## What to work on
Select, from the data, each line where "curved" occurs.

--- Data ---

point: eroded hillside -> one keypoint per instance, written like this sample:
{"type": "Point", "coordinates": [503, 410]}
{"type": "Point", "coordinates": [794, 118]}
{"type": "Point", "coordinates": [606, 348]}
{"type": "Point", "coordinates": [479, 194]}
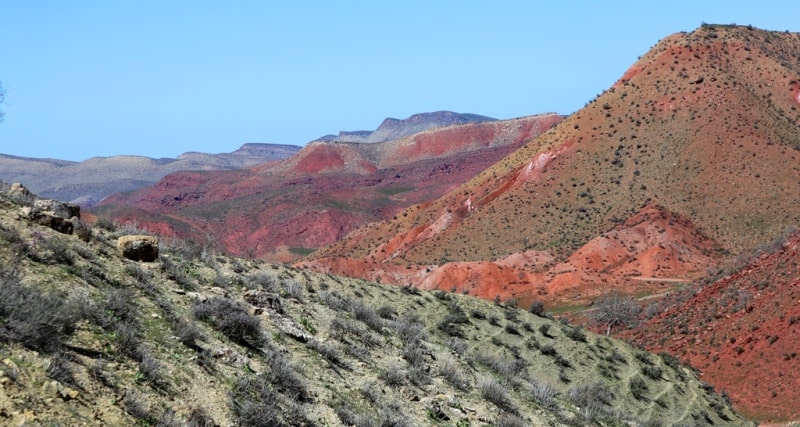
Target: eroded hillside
{"type": "Point", "coordinates": [93, 338]}
{"type": "Point", "coordinates": [704, 125]}
{"type": "Point", "coordinates": [282, 211]}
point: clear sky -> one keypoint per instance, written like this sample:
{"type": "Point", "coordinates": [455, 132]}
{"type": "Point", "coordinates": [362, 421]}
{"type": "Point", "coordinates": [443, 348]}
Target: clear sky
{"type": "Point", "coordinates": [159, 78]}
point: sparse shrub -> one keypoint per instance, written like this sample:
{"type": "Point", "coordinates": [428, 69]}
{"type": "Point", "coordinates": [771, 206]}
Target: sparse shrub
{"type": "Point", "coordinates": [477, 314]}
{"type": "Point", "coordinates": [575, 333]}
{"type": "Point", "coordinates": [254, 403]}
{"type": "Point", "coordinates": [136, 407]}
{"type": "Point", "coordinates": [414, 353]}
{"type": "Point", "coordinates": [285, 380]}
{"type": "Point", "coordinates": [537, 308]}
{"type": "Point", "coordinates": [293, 290]}
{"type": "Point", "coordinates": [510, 420]}
{"type": "Point", "coordinates": [34, 319]}
{"type": "Point", "coordinates": [232, 319]}
{"type": "Point", "coordinates": [410, 329]}
{"type": "Point", "coordinates": [653, 372]}
{"type": "Point", "coordinates": [411, 290]}
{"type": "Point", "coordinates": [198, 417]}
{"type": "Point", "coordinates": [55, 249]}
{"type": "Point", "coordinates": [178, 272]}
{"type": "Point", "coordinates": [638, 388]}
{"type": "Point", "coordinates": [451, 324]}
{"type": "Point", "coordinates": [307, 325]}
{"type": "Point", "coordinates": [593, 398]}
{"type": "Point", "coordinates": [543, 393]}
{"type": "Point", "coordinates": [59, 368]}
{"type": "Point", "coordinates": [106, 224]}
{"type": "Point", "coordinates": [152, 370]}
{"type": "Point", "coordinates": [82, 230]}
{"type": "Point", "coordinates": [328, 351]}
{"type": "Point", "coordinates": [615, 310]}
{"type": "Point", "coordinates": [335, 301]}
{"type": "Point", "coordinates": [394, 376]}
{"type": "Point", "coordinates": [452, 373]}
{"type": "Point", "coordinates": [548, 350]}
{"type": "Point", "coordinates": [496, 393]}
{"type": "Point", "coordinates": [367, 314]}
{"type": "Point", "coordinates": [126, 334]}
{"type": "Point", "coordinates": [457, 346]}
{"type": "Point", "coordinates": [386, 312]}
{"type": "Point", "coordinates": [188, 333]}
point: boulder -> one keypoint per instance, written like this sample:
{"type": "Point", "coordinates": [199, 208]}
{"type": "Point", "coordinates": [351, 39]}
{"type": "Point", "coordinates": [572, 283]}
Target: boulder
{"type": "Point", "coordinates": [59, 209]}
{"type": "Point", "coordinates": [138, 248]}
{"type": "Point", "coordinates": [48, 219]}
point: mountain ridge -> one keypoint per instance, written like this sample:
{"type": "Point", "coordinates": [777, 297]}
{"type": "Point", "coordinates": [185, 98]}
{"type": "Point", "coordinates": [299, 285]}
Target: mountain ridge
{"type": "Point", "coordinates": [391, 128]}
{"type": "Point", "coordinates": [89, 181]}
{"type": "Point", "coordinates": [285, 209]}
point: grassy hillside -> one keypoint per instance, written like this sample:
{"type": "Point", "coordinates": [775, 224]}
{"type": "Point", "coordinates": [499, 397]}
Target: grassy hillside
{"type": "Point", "coordinates": [704, 124]}
{"type": "Point", "coordinates": [197, 338]}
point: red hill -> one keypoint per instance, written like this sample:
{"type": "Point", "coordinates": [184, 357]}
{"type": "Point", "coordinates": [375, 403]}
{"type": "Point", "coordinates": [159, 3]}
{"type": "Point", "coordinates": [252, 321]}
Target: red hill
{"type": "Point", "coordinates": [283, 210]}
{"type": "Point", "coordinates": [740, 331]}
{"type": "Point", "coordinates": [704, 126]}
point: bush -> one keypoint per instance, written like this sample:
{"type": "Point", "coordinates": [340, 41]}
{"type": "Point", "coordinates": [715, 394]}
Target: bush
{"type": "Point", "coordinates": [59, 368]}
{"type": "Point", "coordinates": [543, 393]}
{"type": "Point", "coordinates": [285, 379]}
{"type": "Point", "coordinates": [638, 388]}
{"type": "Point", "coordinates": [496, 393]}
{"type": "Point", "coordinates": [592, 397]}
{"type": "Point", "coordinates": [36, 320]}
{"type": "Point", "coordinates": [328, 351]}
{"type": "Point", "coordinates": [254, 403]}
{"type": "Point", "coordinates": [615, 310]}
{"type": "Point", "coordinates": [232, 319]}
{"type": "Point", "coordinates": [367, 314]}
{"type": "Point", "coordinates": [453, 374]}
{"type": "Point", "coordinates": [575, 333]}
{"type": "Point", "coordinates": [653, 372]}
{"type": "Point", "coordinates": [394, 376]}
{"type": "Point", "coordinates": [199, 418]}
{"type": "Point", "coordinates": [537, 308]}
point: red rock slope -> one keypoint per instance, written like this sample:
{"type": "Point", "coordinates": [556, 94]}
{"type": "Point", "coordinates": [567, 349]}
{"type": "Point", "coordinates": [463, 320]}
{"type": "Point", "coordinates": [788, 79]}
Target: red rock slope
{"type": "Point", "coordinates": [280, 211]}
{"type": "Point", "coordinates": [705, 126]}
{"type": "Point", "coordinates": [741, 332]}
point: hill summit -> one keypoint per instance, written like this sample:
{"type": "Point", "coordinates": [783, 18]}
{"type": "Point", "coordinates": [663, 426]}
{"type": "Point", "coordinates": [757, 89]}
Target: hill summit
{"type": "Point", "coordinates": [705, 126]}
{"type": "Point", "coordinates": [392, 128]}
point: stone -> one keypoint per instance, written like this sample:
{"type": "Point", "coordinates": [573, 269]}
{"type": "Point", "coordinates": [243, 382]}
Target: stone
{"type": "Point", "coordinates": [138, 247]}
{"type": "Point", "coordinates": [59, 209]}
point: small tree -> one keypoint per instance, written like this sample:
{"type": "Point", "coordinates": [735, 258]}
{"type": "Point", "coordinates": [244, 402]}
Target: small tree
{"type": "Point", "coordinates": [614, 310]}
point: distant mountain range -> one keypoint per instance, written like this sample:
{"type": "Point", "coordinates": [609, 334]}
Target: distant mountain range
{"type": "Point", "coordinates": [689, 160]}
{"type": "Point", "coordinates": [393, 128]}
{"type": "Point", "coordinates": [283, 210]}
{"type": "Point", "coordinates": [89, 181]}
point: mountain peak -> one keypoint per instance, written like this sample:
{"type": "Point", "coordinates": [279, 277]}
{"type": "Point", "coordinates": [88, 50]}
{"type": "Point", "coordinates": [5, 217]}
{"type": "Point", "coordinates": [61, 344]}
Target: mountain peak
{"type": "Point", "coordinates": [392, 128]}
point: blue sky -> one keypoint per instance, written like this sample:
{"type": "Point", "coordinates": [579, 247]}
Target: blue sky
{"type": "Point", "coordinates": [159, 78]}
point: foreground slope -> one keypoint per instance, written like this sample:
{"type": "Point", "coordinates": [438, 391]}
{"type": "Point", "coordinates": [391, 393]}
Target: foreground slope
{"type": "Point", "coordinates": [741, 331]}
{"type": "Point", "coordinates": [89, 181]}
{"type": "Point", "coordinates": [705, 126]}
{"type": "Point", "coordinates": [283, 210]}
{"type": "Point", "coordinates": [88, 337]}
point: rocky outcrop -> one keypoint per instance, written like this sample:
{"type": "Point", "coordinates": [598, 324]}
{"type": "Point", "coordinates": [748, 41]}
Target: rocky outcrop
{"type": "Point", "coordinates": [138, 248]}
{"type": "Point", "coordinates": [57, 215]}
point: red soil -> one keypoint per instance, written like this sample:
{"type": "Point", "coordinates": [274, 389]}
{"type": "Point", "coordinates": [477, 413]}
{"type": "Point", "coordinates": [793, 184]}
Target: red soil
{"type": "Point", "coordinates": [654, 243]}
{"type": "Point", "coordinates": [279, 211]}
{"type": "Point", "coordinates": [741, 333]}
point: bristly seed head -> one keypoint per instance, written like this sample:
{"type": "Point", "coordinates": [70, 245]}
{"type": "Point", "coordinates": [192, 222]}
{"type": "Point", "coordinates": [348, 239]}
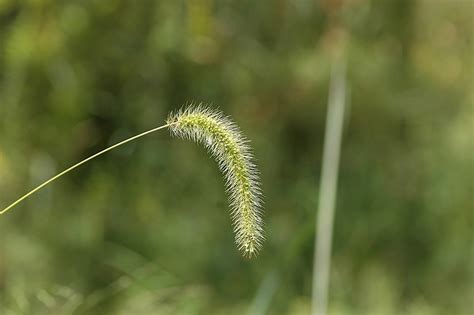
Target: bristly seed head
{"type": "Point", "coordinates": [224, 141]}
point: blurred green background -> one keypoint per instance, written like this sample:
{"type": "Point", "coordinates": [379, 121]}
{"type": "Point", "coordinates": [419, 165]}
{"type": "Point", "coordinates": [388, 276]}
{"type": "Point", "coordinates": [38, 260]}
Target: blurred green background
{"type": "Point", "coordinates": [145, 229]}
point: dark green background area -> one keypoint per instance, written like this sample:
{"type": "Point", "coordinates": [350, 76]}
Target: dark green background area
{"type": "Point", "coordinates": [145, 229]}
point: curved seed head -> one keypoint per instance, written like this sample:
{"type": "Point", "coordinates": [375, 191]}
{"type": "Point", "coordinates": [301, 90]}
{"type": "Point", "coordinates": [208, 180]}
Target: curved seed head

---

## Written answer
point: curved seed head -> one keypoint per instance, written like this sample:
Target: curved seed head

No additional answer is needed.